=== AIM ===
Write out again the rows from the line with "Pick out the wispy" through the end of the rows. Swap "dark stain" for "black mark" and keep everything else the same.

### PROVIDED RECORDS ###

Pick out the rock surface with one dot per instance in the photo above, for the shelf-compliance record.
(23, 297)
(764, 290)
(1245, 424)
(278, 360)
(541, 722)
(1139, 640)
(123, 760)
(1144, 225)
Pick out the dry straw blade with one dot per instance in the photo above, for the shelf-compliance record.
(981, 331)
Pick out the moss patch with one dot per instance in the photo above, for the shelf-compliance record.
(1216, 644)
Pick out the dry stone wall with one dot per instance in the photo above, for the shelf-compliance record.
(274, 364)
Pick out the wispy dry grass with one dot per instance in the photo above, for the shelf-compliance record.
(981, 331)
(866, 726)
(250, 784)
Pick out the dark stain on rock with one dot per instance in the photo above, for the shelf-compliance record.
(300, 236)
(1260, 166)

###

=== OUTPUT FOR THIS EXERCISE ===
Pick out the wispy dry grass with one dot per instance in the photo above, for the shelf-compliance record.
(981, 331)
(866, 726)
(250, 784)
Pick out the black mark on rock with one dot per instance in the photo above, for the shelf-compliance record.
(300, 236)
(1260, 166)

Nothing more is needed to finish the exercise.